(Entries from a data source)

# # # # # # #

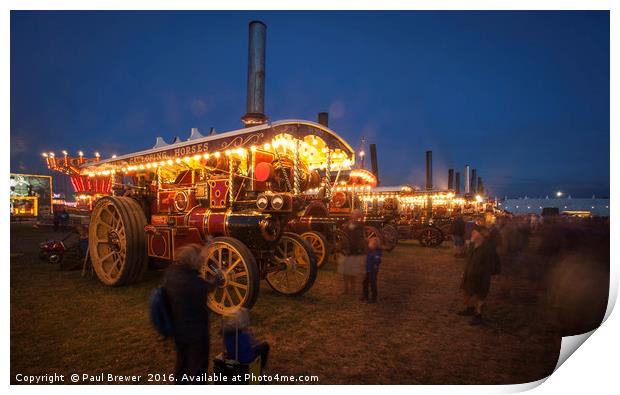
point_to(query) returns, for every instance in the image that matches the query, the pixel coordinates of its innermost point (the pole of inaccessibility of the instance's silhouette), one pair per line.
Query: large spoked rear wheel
(430, 237)
(319, 245)
(116, 240)
(297, 266)
(390, 237)
(233, 263)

# # # # # # #

EXERCISE DESCRIPTION
Reproduce the text of the entries above word for word, leaving out the pictures.

SOLUTION FOR THIS PROBLEM
point_to(query) returns, for every instance in the image that matches the query, the pixel coordinates of its innermost point (the pole of inaccessibility of the instance's silhouette), one pair per line.
Query: large spoked rear wheel
(430, 237)
(319, 245)
(116, 240)
(297, 266)
(390, 237)
(233, 263)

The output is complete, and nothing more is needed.